**THE TASK**
Reproduce every line of the records below without changing anything.

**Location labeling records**
# # # #

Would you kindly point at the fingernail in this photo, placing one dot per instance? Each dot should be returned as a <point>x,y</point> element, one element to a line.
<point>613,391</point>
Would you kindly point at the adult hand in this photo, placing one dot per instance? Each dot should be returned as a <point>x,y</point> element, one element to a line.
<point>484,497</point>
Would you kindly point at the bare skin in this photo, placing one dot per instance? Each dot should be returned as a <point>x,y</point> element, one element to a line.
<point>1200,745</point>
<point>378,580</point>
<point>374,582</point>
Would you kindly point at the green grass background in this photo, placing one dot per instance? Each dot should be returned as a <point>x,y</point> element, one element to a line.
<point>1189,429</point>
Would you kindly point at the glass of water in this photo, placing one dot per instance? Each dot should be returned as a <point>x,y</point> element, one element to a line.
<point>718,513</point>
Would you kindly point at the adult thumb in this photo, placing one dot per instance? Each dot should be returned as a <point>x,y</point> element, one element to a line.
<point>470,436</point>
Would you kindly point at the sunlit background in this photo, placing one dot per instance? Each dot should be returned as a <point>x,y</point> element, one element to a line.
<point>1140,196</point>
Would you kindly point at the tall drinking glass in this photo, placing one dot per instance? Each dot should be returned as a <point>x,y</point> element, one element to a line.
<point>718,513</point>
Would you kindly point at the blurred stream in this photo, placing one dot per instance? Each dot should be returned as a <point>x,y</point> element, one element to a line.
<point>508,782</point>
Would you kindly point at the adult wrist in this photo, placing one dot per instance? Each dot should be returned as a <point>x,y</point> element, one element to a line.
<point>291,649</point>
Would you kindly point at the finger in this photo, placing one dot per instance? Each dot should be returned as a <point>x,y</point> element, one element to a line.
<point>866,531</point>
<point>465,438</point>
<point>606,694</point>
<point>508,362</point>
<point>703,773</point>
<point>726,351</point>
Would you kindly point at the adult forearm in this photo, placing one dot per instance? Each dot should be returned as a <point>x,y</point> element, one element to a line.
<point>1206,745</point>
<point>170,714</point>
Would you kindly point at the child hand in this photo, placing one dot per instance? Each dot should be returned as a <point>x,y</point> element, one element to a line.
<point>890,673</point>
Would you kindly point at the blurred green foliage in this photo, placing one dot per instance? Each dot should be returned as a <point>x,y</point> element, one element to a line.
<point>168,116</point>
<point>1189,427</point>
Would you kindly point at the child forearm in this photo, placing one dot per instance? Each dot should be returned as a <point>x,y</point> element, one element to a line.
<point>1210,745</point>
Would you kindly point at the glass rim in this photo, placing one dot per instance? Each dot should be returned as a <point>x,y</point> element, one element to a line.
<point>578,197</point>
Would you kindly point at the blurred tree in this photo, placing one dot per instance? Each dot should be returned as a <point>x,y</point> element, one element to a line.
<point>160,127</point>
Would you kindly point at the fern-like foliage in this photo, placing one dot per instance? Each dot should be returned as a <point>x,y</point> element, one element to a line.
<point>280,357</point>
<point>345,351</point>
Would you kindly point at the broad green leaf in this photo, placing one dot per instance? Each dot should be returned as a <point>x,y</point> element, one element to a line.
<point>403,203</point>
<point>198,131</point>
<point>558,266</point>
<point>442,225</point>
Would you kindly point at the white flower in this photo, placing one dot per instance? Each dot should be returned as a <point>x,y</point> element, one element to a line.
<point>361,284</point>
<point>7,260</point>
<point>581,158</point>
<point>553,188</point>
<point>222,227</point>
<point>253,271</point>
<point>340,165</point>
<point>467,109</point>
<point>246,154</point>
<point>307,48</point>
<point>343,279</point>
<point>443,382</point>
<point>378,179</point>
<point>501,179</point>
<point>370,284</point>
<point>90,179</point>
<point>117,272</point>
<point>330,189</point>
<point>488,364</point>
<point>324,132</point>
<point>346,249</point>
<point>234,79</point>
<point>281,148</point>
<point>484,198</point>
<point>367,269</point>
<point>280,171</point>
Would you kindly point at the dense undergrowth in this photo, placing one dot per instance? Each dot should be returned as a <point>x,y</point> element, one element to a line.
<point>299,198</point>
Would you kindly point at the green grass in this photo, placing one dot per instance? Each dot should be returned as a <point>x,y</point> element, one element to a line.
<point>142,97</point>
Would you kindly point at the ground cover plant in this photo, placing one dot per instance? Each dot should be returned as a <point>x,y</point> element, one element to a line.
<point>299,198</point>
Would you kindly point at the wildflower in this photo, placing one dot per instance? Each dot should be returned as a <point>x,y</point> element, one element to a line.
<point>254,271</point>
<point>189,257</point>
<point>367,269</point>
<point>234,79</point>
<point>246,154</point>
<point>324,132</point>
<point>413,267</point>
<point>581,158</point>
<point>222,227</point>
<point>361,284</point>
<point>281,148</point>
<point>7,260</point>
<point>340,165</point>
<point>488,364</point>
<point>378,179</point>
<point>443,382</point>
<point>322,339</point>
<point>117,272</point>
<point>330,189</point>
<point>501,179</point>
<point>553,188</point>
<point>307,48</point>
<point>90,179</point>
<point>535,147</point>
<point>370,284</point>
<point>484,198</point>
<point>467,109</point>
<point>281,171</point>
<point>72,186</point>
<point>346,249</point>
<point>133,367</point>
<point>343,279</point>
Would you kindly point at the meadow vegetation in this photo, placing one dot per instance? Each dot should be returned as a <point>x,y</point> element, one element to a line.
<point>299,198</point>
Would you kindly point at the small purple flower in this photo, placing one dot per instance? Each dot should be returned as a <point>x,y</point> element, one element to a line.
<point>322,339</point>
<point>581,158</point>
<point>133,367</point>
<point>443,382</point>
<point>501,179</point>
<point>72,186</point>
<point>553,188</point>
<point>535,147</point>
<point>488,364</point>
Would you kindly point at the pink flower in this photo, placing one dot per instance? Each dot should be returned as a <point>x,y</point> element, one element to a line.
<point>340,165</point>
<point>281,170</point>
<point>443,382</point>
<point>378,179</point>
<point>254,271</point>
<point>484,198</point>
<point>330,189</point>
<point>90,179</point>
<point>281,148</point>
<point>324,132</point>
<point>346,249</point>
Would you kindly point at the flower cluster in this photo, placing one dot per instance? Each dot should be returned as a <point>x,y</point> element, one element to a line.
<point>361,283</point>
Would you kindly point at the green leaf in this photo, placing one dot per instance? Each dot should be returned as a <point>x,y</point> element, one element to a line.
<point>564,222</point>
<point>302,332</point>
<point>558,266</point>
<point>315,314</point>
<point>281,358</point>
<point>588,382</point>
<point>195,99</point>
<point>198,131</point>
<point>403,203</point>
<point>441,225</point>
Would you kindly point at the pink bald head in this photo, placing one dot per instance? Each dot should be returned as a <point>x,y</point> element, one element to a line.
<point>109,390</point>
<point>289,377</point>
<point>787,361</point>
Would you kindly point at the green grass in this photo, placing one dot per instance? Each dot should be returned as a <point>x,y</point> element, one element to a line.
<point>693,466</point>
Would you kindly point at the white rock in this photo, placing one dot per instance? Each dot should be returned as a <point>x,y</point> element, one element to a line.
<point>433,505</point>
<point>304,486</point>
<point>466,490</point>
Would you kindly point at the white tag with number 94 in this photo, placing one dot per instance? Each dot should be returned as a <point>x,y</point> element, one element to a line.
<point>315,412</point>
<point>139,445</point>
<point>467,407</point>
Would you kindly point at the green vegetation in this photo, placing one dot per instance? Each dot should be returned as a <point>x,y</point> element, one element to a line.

# # # #

**ANSWER BELOW**
Would you kindly point at the fingernail in this photo, placing one dot per instance? Each dot should be returned as a <point>x,y</point> element, one element to a line.
<point>613,391</point>
Would you kindly point at the adult hand in this photo, placing one dot per instance? Each dot should be returned as a <point>x,y</point> element, one element to a line.
<point>484,497</point>
Would you kindly point at the bare skin in this photo, placing one dot per instance? Each dot should be returned as a <point>x,y</point> element, one element to a line.
<point>1200,745</point>
<point>378,580</point>
<point>374,582</point>
Would you kindly point at the green grass background in this photo, placing one dot per instance? Each dot should be returned as a <point>x,y</point> element, one element to a line.
<point>1189,429</point>
Would you kindly point at the glass of water in this photo, placing one dot per instance? Each dot should be returned as a <point>x,y</point> element, one element to a line.
<point>718,513</point>
Would you kindly point at the adult thumb in this photo, placing one dot per instance? Each dot should be returned as a <point>x,y</point> element, one element to a line.
<point>470,436</point>
Would you kindly point at the sunlit background in this photo, placing one dot per instance? Each dot should be returned as a <point>x,y</point> element, one element to a line.
<point>1140,196</point>
Would you kindly point at the tall drinking glass in this photo, placing one dot per instance? Each dot should be returned as a <point>x,y</point> element, one element to a line.
<point>718,513</point>
Would you kindly point at the blurred stream in this photo, placing one dot per instance? Each dot should be returned as a <point>x,y</point> element, one element to a line.
<point>508,782</point>
Would you kindly point at the adult wrist in this photo, placing one dot per instance? Each dot should be returned as a <point>x,y</point> element, one element to a line.
<point>291,649</point>
Would you kindly point at the finger in this photo, placing one dot per instance? Each dot should be returned as a <point>x,y</point> element, one element to a line.
<point>866,531</point>
<point>465,438</point>
<point>606,694</point>
<point>508,362</point>
<point>703,773</point>
<point>726,351</point>
Would you kindly point at the adult forearm in this photo, placing one dot per instance? Each dot should be returned as a <point>x,y</point> element, one element to a line.
<point>1206,745</point>
<point>170,714</point>
Would you kindly point at the child hand in this photo, placing one dot per instance? Each dot should be returned as a <point>x,y</point> element, one element to a line.
<point>890,673</point>
Would you kindly point at the blurred green foliage in this photo, placing one dot per instance? Each dot should be returned as a <point>x,y</point> element, one element to a line.
<point>168,116</point>
<point>1189,427</point>
Would you kindly point at the child forearm in this photo, placing one dot per instance? Each dot should be returned as a <point>x,y</point> element, one element to a line.
<point>1210,745</point>
Would you kindly point at the glass rim in this photo, placing one dot per instance? Each dot should be returned as a <point>x,y</point> element, one element to a line.
<point>578,197</point>
Would you kindly point at the blurred tree in this photo, placing one dot per instance? Each dot should be returned as a <point>x,y</point> element, one element to a line.
<point>160,127</point>
Would you kindly point at the fern-like foliage in this photo, placing one dot per instance? Each dot should be returned as a <point>x,y</point> element, one element to a line.
<point>280,357</point>
<point>345,351</point>
Would you kindly point at the broad green leaf in this photo, placing one dot per instance? Each dot should be returned as a <point>x,y</point> element, one element to a line.
<point>403,203</point>
<point>198,131</point>
<point>558,266</point>
<point>442,225</point>
Would you kindly point at the white flower in this photo, placing one dot per instance? Each dot should be returned as a <point>x,y</point> element, one element to a line.
<point>361,284</point>
<point>7,260</point>
<point>581,158</point>
<point>553,188</point>
<point>222,227</point>
<point>253,271</point>
<point>340,165</point>
<point>467,109</point>
<point>246,154</point>
<point>307,48</point>
<point>343,279</point>
<point>443,382</point>
<point>378,179</point>
<point>501,179</point>
<point>370,284</point>
<point>90,179</point>
<point>117,272</point>
<point>330,189</point>
<point>488,364</point>
<point>324,132</point>
<point>346,249</point>
<point>234,79</point>
<point>281,148</point>
<point>484,198</point>
<point>367,269</point>
<point>280,171</point>
Would you kindly point at the dense undergrowth in this photo, placing one dot per instance? Each dot should be returned as a <point>x,y</point> element, one element to a line.
<point>299,198</point>
Would you kindly point at the green grass in this photo, placing one dot per instance? Each dot should be returned as a <point>x,y</point> element, one element to a line.
<point>142,97</point>
Would you kindly point at the ground cover plant in this photo, placing one dot per instance? Each dot should be returned as a <point>x,y</point> element, one element to a line.
<point>299,198</point>
Would you kindly point at the wildflower in this photo, placing one dot per instance? Each dot should be returned as a <point>x,y</point> element, one element to a line.
<point>254,271</point>
<point>189,257</point>
<point>367,269</point>
<point>234,79</point>
<point>246,154</point>
<point>324,132</point>
<point>413,267</point>
<point>581,158</point>
<point>222,227</point>
<point>361,284</point>
<point>281,148</point>
<point>7,260</point>
<point>340,165</point>
<point>488,364</point>
<point>378,179</point>
<point>443,382</point>
<point>322,339</point>
<point>117,272</point>
<point>330,189</point>
<point>501,179</point>
<point>553,188</point>
<point>307,48</point>
<point>90,179</point>
<point>535,147</point>
<point>370,284</point>
<point>484,198</point>
<point>467,109</point>
<point>281,171</point>
<point>72,186</point>
<point>346,249</point>
<point>133,367</point>
<point>343,279</point>
Would you kindly point at the meadow vegetation in this photo, placing one dot per instance? Each dot should be returned as a <point>x,y</point> element, one element to a line.
<point>299,198</point>
Would you kindly point at the small purple flower in this photo, placing one dot per instance? Each dot should be returned as a <point>x,y</point> element, one element to a line.
<point>322,339</point>
<point>581,158</point>
<point>133,367</point>
<point>443,382</point>
<point>501,179</point>
<point>72,186</point>
<point>553,188</point>
<point>535,147</point>
<point>488,364</point>
Would you kindly point at the pink flower in this photo, placing one dot per instance? Each dot should be returned as a <point>x,y</point> element, one element to a line.
<point>340,165</point>
<point>281,170</point>
<point>443,382</point>
<point>378,179</point>
<point>254,271</point>
<point>484,198</point>
<point>330,189</point>
<point>90,179</point>
<point>281,148</point>
<point>324,132</point>
<point>346,249</point>
Would you kindly point at the flower cluster in this photo, placing one dot per instance? Each dot should be returned as a <point>x,y</point> element, one element to a line.
<point>361,283</point>
Would you kindly point at the green leaf in this photo, placing one dot per instance? Each dot should be returned as a <point>x,y</point> element, one element to a line.
<point>564,222</point>
<point>302,332</point>
<point>558,266</point>
<point>315,314</point>
<point>281,358</point>
<point>588,382</point>
<point>195,99</point>
<point>198,131</point>
<point>403,203</point>
<point>441,225</point>
Would you kindly point at the pink bald head in this photo, placing one dot per instance? Each dot should be returned as a <point>x,y</point> element, one element to a line.
<point>109,390</point>
<point>289,377</point>
<point>787,361</point>
Would you kindly point at the green grass in this photo, placing one dot per instance? Each dot should be returned as a <point>x,y</point> element, one element to a line.
<point>693,466</point>
Would you kindly point at the white rock in this photo, placing one dot per instance? Each dot should be returned as a <point>x,y</point> element, one element to a line.
<point>433,505</point>
<point>304,486</point>
<point>466,490</point>
Would you kindly point at the white tag with number 94 in this photo, placing one dot per instance? Each dot should be returned as a <point>x,y</point> element, one element to a line.
<point>315,412</point>
<point>139,445</point>
<point>467,407</point>
Would you kindly point at the green vegetation in this photo, placing one dot per instance? Each dot should be returned as a <point>x,y</point> element, one element to a line.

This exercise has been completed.